##### DATASET RECORDS

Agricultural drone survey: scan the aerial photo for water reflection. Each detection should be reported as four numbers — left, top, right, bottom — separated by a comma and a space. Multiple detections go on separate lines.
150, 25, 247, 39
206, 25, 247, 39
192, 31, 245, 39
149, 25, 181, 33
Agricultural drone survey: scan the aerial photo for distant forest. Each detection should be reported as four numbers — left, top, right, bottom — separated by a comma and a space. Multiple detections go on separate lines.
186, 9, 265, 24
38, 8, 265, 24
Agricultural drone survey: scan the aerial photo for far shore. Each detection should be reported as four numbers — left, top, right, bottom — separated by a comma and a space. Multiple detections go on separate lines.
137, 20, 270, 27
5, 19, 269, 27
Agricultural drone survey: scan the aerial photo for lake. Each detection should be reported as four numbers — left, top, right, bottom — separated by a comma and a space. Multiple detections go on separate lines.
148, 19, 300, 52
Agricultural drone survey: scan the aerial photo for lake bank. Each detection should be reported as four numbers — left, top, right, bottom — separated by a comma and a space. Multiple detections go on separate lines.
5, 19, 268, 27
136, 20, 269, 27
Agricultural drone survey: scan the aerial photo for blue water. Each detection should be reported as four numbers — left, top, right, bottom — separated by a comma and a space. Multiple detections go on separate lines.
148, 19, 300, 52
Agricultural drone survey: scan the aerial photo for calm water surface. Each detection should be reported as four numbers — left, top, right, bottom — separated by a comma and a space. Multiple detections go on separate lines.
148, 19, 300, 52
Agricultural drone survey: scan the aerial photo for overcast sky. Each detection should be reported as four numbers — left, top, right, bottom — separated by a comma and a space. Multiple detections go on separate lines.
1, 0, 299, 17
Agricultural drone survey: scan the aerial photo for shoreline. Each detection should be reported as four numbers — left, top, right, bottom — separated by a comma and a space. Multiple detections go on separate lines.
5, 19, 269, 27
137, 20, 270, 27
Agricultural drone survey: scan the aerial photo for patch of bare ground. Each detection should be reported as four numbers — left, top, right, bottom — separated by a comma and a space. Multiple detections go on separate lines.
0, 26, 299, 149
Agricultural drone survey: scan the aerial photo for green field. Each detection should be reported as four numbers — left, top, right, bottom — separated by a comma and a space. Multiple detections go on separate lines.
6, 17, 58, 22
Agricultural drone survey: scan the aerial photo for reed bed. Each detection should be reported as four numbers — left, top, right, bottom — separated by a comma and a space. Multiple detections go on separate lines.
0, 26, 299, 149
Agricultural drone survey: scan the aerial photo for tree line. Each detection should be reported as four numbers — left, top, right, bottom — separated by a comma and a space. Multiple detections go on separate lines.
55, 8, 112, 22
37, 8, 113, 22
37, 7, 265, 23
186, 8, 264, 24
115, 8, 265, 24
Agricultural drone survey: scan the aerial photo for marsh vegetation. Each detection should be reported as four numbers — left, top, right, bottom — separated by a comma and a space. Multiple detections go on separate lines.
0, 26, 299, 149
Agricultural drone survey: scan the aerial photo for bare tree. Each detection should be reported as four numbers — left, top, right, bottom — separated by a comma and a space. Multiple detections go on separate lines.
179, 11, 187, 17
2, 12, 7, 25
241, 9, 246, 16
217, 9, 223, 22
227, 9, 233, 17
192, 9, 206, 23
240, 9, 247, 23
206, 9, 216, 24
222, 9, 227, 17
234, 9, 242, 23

##########

- _WORK TO BE COMPLETED_:
From the line containing "Agricultural drone survey: scan the aerial photo for bare" down to the end of the listing above, return each line exactly as it appears and nothing more.

- _SOLVED PROBLEM_:
Agricultural drone survey: scan the aerial photo for bare tree. Each detection should be reported as four numbers — left, top, right, bottom — separated by a comma and a space. Multiple detections go on separate lines.
179, 11, 187, 17
2, 12, 7, 25
241, 9, 246, 16
217, 9, 223, 22
227, 9, 233, 17
192, 9, 206, 23
240, 9, 247, 23
206, 9, 216, 24
222, 9, 227, 17
234, 9, 242, 23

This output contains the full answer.